**THE TASK**
Repeat the records exactly, so that each line matches the original.

Natural language region descriptions:
++++++++++++++++++++
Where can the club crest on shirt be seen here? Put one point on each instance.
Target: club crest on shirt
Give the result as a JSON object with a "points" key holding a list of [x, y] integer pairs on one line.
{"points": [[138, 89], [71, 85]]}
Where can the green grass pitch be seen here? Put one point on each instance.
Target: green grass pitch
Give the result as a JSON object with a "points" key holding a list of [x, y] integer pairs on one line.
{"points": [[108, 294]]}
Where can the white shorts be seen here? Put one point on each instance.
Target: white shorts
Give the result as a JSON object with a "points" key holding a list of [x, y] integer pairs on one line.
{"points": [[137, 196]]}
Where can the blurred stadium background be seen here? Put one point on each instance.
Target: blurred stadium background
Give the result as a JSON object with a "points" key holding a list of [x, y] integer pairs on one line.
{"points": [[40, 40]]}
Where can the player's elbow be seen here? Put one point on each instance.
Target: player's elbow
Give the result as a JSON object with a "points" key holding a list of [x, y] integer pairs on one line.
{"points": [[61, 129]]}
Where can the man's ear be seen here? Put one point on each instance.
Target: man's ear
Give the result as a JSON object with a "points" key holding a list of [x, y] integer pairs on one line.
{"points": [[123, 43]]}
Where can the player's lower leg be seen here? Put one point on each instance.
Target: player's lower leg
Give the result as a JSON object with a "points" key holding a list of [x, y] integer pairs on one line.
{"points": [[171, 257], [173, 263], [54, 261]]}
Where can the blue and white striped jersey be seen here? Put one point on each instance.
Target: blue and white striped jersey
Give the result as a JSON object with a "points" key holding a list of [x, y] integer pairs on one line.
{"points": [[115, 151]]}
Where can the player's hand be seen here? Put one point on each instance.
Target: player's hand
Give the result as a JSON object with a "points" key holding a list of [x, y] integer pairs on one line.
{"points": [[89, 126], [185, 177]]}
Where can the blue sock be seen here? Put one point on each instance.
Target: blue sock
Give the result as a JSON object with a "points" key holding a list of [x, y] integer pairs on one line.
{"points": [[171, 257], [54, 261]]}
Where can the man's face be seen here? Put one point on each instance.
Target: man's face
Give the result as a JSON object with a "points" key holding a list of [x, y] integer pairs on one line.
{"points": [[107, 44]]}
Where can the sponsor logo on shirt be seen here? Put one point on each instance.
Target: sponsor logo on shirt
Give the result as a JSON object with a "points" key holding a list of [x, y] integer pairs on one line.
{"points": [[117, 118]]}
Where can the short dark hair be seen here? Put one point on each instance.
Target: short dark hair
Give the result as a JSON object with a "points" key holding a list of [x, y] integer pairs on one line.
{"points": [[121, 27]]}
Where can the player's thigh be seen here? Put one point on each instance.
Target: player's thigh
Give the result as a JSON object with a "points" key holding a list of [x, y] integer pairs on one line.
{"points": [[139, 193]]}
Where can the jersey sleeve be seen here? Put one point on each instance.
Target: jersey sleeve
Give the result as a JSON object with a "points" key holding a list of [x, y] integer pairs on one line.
++++++++++++++++++++
**ANSWER TO THIS TASK**
Where can the club crest on shirt be seen here? Put one point on each instance.
Target: club crest on shirt
Give the result as a JSON object with a "points" key holding a list of [x, y] integer pairs on one line.
{"points": [[138, 89], [71, 85]]}
Where can the green grass pitch be seen here? Put one point on each instance.
Target: green grass pitch
Give the result as a JSON object with a "points" key holding a list of [x, y] integer pairs on one line.
{"points": [[108, 294]]}
Where can the white shorts be seen here? Put one point on each instance.
Target: white shorts
Give the result as a JSON object with a "points" key holding a list of [x, y] integer pairs on one line.
{"points": [[137, 196]]}
Where can the blurred stadium background be seen here? Put one point on each instance.
Target: blurred stadium background
Give the result as a JSON object with a "points" key holding a list of [x, y] integer pairs on one line.
{"points": [[40, 40]]}
Where can the player's elbow be seen here? Put one point on each instance.
Target: player's elbow
Give the result as a JSON object with a "points" key holding a list of [x, y] integer pairs on one line.
{"points": [[61, 129]]}
Where can the man's ear be seen here? Put one point on each instance.
Target: man's ear
Give the result as a JSON object with a "points" key holding a list of [x, y] integer pairs on one line.
{"points": [[123, 43]]}
Where can the player's lower leg be seen here? Put one point on each instance.
Target: player's lower leg
Give the result as a JSON object with a "points" key holding a list of [x, y] integer pairs on one line.
{"points": [[171, 257], [173, 263], [54, 261]]}
Where can the blue and white striped jersey be seen here? Put one point on each instance.
Target: blue and white striped jersey
Give the result as a JSON object with a "points" key holding a list of [x, y] integer pairs on one line.
{"points": [[115, 151]]}
Where can the player's hand be seen here? Put one point on each instance.
Target: player's hand
Give the result as a JSON object with a "points" key holding a list of [x, y] integer pairs on one line.
{"points": [[89, 126], [185, 177]]}
Where can the blue sock be seen here? Put one point on each instance.
Target: blue sock
Give the result as a JSON object with a "points" key holding a list of [x, y] integer pairs on one line.
{"points": [[171, 257], [54, 261]]}
Where can the man's face be seen here? Put one point on each instance.
Target: man's face
Give the result as a JSON object with a "points" key holding a list of [x, y] integer pairs on one line.
{"points": [[107, 44]]}
Where can the sponsor logo on shirt be seen here? Put one point on each instance.
Target: sponsor logo on shirt
Give the result as a JSON object with a "points" key holding a list of [x, y] integer pairs on one line.
{"points": [[117, 118]]}
Where can the short dark hair be seen here? Put one point on each instance.
Target: short dark hair
Give the result as a JSON object with a "points" key holding a list of [x, y] integer pairs on one line.
{"points": [[121, 27]]}
Where can the player's thigh be seen here? Put one point on each instance.
Target: player's thigh
Give the result as a JSON object with a "points" key holding a list of [x, y] integer pairs on one line.
{"points": [[139, 193]]}
Where can the jersey sleeve be seen here? Put one point on each instance.
Target: jersey sleeve
Give the result as a JSON object with a "points" key holding a list of [x, y] integer pairs on one line.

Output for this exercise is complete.